Anweisung 1 »
Sammle aus den Datensätzen jede Zeile, die das Wort „duck“ enthält, und gib diese Zeilen wörtlich wieder.

Artikel »
-=-=-

# taz.de -- Kolumne Mittelalter: Vom Leben. Und vom Sterbenlassen
       
       > Wenn das Mittelalter nicht kommt, dann geht eben diese Kolumne.
       > Diskrepanzerfahrungen pflasterten ihren Weg. Bleibt das jetzt so?
       
 (IMG) Bild: Entspannung in einem mittelalterlichen Badehaus, in dem niemand ertrinkt
       
       Dass eine Kolumne mit dem Namen „Mittelalter“ ebendann ausläuft, wenn
       dieses Mittelalter sich in Gestalt eines [1][Bundesinnenministers] oder
       einer [2][Zeit]-Journalistin personifiziert – dieser Gag wäre nicht nur
       billig, sondern auch sachlich fragwürdig. Man täte dem Mittelalter Unrecht:
       Damals wussten die Leute es nicht besser.
       
       Auf diese Art göttlicher Ignoranz können sich die heutigen Eliten nicht
       rausreden; und die Avanciertesten unter ihnen tun es auch nicht. In einem
       [3][„Survival of the Richest“] betitelten Artikel hat der US-Autor Douglas
       Rushkoff einen Besuch bei diesen Superreichen geschildert. Die sind nicht
       mehr an Lösungen interessiert, sondern sie fragen den Zukunftsforscher nach
       den besten Methoden, die Festungen, in die sich im Fall der Apokalypse
       zurückzuziehen gedenken, pöbelsicher zu machen.
       
       Bewährt hat sich das Konzept Mittelalter schon eher als Beschreibung des
       eigenen Lebensabschnitts, zwischen auf bezaubernd-befreiende Art erwachsen
       werdenden Kindern und auf rührend-widerborstige Art alt gewordenen Eltern.

-=-=-

Datensätze »
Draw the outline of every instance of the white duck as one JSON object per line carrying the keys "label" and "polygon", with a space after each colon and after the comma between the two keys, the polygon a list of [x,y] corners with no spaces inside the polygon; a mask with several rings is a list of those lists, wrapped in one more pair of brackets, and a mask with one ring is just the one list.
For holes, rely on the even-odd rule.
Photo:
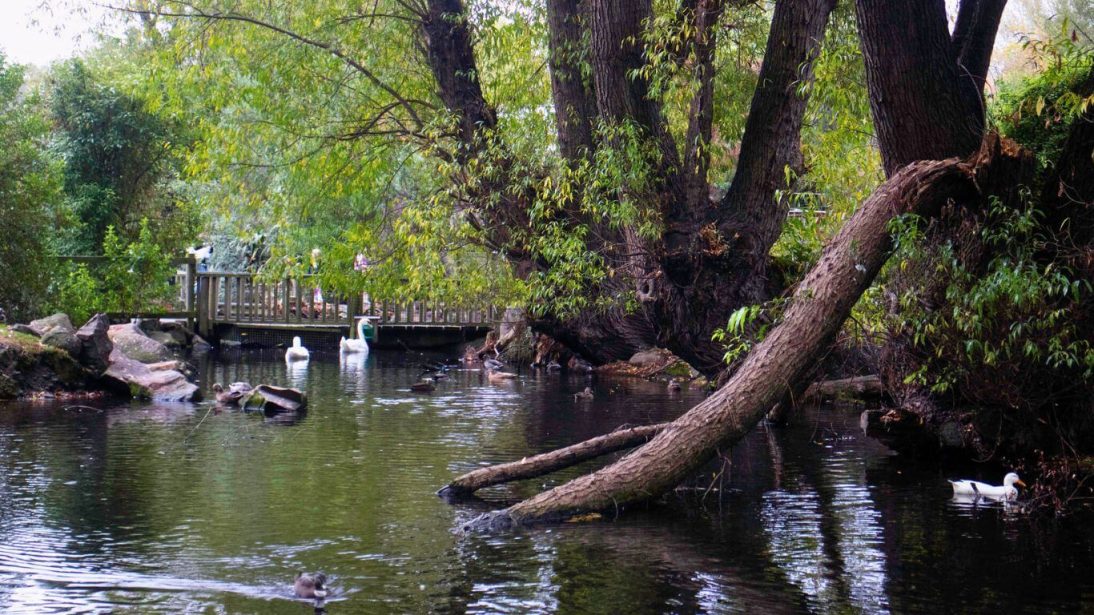
{"label": "white duck", "polygon": [[284,351],[284,360],[288,362],[306,361],[311,358],[307,348],[300,345],[300,337],[292,338],[292,347]]}
{"label": "white duck", "polygon": [[364,338],[365,318],[357,322],[357,339],[346,339],[342,337],[338,348],[346,355],[354,352],[369,353],[369,340]]}
{"label": "white duck", "polygon": [[955,496],[975,496],[981,498],[996,498],[1013,500],[1019,497],[1019,490],[1014,487],[1025,487],[1025,483],[1013,472],[1003,477],[1003,485],[988,485],[979,480],[951,480]]}

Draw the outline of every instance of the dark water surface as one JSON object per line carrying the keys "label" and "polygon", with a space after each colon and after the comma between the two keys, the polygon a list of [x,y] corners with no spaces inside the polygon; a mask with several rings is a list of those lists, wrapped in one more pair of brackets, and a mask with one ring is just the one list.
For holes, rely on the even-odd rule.
{"label": "dark water surface", "polygon": [[[475,371],[417,395],[417,374],[399,355],[202,364],[207,388],[304,388],[295,423],[208,404],[0,406],[0,608],[312,613],[292,578],[323,570],[331,614],[1094,611],[1094,520],[951,502],[944,473],[830,407],[757,429],[711,466],[709,491],[615,522],[456,535],[560,479],[451,506],[433,491],[456,474],[702,395],[537,373],[496,386]],[[596,399],[575,403],[589,384]]]}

-=-=-

Anweisung 2 »
Prüfe, ob die folgenden Aussagen mit der Kolumne übereinstimmen, und beantworte jede mit Ja oder Nein samt den entscheidenden Worten der Kolumne als wörtlichem Zitat. (a) Die Superreichen sind laut der Kolumne weiterhin an Lösungen interessiert. (b) Laut der Kolumne wussten die Leute im Mittelalter es nicht besser. (c) Douglas Rushkoff wird als britischer Autor vorgestellt.

Schriftliche Antwort 1 »
Draw the outline of every instance of the white duck as one JSON object per line carrying the keys "label" and "polygon", with a space after each colon and after the comma between the two keys, the polygon a list of [x,y] corners with no spaces inside the polygon; a mask with several rings is a list of those lists, wrapped in one more pair of brackets, and a mask with one ring is just the one list.
{"label": "white duck", "polygon": [[284,351],[284,360],[288,362],[306,361],[311,358],[307,348],[300,345],[300,337],[292,338],[292,347]]}
{"label": "white duck", "polygon": [[364,338],[365,318],[357,322],[357,339],[346,339],[342,337],[338,348],[346,355],[354,352],[369,353],[369,340]]}
{"label": "white duck", "polygon": [[955,496],[975,496],[981,498],[996,498],[1013,500],[1019,497],[1019,490],[1014,487],[1025,487],[1025,483],[1013,472],[1003,477],[1003,485],[988,485],[979,480],[951,480]]}

Schriftliche Antwort 2 »
(a) Nein: „Die sind nicht mehr an Lösungen interessiert“.
(b) Ja: „Damals wussten die Leute es nicht besser.“
(c) Nein: „der US-Autor Douglas Rushkoff“.